##### SELECTION #####

When you walk into Josko Gravner's cantina, all you see is a dirt floor. It's pretty bare--just rows of wooden rounds dotting the floor, and in the center of the rows, a raised wooden dais with a simple wooden chair. The walls are painted a serene off-white and the lighting is subdued and elegant, but it's essentially a dirt room that's punctuated by wood. The wooden rounds cover the mouths of the anfora, which is where his wine ferments, and the dais and the chair are where Josko goes to sit and to think. It feels like nothing as much as a temple.

Josko says, "Making wine is philosophy." Sitting on that wooden chair in the middle of his dirt room, Joko thinks about who he is, and he does it honestly, forthrightly, carefully. To Josko, his wine--which rests undisturbed in huge clay vats buried in the dirt floor--is a product of this thought, and it's necessary to challenge who you are and what you think in order to make good wine. It's hard for me to adequately express my admiration for Josko. He is like a sage to me, and he is who I visit when I most need guidance.

#####

## WHAT YOU NEED TO DO
List every wooden object the text about Josko Gravner's cantina mentions. You won't need the records for this.

##### DATA #####

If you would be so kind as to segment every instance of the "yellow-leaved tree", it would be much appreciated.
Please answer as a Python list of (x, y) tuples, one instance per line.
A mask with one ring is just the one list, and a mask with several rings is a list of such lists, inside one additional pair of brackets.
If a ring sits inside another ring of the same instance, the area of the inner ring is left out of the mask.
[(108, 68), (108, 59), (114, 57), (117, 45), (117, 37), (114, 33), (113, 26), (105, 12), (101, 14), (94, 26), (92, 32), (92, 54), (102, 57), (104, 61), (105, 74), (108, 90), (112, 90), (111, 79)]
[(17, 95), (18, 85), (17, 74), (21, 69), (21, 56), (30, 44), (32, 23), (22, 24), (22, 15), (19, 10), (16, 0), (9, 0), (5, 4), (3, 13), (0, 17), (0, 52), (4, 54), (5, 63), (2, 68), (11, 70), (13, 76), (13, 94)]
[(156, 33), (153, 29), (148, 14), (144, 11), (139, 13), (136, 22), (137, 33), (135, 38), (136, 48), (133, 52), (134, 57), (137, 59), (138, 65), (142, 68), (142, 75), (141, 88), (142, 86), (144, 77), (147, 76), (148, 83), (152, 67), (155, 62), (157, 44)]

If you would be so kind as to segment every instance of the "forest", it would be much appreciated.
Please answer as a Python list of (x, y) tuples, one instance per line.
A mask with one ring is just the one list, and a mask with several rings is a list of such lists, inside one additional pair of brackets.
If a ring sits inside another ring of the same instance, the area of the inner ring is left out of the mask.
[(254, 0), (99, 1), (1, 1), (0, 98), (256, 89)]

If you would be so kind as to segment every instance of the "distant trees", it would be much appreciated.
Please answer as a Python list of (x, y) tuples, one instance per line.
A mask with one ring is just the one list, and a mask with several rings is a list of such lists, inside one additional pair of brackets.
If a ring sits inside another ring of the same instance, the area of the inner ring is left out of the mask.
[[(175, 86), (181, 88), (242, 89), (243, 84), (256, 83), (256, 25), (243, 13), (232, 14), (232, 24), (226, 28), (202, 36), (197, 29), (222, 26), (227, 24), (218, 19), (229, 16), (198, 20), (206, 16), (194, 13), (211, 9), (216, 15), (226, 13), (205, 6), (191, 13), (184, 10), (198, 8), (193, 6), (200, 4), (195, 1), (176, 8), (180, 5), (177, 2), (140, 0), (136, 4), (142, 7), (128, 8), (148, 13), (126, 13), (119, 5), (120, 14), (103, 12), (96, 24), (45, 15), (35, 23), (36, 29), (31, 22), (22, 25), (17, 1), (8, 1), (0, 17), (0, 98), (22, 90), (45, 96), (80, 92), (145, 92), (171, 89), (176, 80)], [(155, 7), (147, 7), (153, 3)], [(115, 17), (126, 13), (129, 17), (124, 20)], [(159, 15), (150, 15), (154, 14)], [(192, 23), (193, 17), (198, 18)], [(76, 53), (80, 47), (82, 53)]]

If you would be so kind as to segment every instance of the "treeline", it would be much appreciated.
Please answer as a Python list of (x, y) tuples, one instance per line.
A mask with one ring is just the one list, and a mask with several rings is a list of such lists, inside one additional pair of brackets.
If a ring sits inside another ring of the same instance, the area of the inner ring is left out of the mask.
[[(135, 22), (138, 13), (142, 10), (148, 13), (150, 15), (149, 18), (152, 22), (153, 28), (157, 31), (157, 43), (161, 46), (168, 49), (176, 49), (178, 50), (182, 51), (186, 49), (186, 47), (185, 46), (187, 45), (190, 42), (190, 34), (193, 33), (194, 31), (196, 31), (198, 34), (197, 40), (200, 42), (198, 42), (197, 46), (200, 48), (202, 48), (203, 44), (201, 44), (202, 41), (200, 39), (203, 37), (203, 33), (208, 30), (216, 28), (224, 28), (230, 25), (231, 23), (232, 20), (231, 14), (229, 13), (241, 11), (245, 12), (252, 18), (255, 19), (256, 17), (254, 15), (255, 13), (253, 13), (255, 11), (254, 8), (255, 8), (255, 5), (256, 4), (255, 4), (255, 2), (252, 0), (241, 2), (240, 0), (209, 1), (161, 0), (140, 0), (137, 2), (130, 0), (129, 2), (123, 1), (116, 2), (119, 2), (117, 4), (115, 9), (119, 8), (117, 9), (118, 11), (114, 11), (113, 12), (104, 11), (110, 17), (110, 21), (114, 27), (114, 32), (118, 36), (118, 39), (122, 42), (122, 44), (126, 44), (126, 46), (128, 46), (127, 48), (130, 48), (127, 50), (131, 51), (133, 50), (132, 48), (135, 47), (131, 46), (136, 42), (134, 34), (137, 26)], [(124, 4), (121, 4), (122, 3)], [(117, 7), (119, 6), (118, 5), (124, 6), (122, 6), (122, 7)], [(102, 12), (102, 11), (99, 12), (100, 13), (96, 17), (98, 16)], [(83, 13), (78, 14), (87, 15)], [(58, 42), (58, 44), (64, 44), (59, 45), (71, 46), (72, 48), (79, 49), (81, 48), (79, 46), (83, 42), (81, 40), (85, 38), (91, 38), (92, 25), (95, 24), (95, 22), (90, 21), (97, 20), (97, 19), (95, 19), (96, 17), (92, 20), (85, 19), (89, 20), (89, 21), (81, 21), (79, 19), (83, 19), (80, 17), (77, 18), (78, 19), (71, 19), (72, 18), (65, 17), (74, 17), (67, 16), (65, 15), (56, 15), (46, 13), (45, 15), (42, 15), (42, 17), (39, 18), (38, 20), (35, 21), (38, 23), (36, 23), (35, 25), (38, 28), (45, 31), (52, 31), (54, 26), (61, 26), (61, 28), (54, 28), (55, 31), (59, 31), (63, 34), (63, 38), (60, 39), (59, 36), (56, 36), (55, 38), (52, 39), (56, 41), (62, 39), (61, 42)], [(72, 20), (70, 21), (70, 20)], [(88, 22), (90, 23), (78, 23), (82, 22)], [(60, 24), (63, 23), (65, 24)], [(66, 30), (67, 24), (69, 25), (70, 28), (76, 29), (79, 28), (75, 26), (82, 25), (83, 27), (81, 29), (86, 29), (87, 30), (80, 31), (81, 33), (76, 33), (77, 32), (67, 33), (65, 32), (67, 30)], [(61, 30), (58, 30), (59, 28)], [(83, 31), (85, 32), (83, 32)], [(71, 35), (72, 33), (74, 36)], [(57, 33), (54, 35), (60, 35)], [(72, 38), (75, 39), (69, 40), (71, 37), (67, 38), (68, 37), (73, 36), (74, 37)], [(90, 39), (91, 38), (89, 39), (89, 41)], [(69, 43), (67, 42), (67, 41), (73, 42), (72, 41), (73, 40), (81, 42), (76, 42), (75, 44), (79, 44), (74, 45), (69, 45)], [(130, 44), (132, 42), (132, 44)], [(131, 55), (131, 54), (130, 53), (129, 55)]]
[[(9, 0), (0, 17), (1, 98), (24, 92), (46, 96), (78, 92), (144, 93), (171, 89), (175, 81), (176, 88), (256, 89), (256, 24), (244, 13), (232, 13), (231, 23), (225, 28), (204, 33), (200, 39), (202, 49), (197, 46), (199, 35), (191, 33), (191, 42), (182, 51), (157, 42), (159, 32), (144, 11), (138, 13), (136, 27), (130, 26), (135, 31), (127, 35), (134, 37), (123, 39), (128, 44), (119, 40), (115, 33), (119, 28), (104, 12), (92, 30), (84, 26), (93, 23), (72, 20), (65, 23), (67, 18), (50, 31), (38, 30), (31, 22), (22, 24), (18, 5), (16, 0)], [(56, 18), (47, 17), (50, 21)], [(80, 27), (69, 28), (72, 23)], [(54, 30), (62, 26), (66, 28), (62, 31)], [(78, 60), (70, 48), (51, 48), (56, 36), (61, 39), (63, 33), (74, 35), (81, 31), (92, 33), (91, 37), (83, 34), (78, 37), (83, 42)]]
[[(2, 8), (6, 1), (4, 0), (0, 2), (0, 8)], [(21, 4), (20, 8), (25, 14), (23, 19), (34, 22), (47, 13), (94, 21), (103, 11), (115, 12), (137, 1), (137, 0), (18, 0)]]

#####

## ANSWER
- Wooden rounds (covering the mouths of the anfora)
- A raised wooden dais
- A simple wooden chair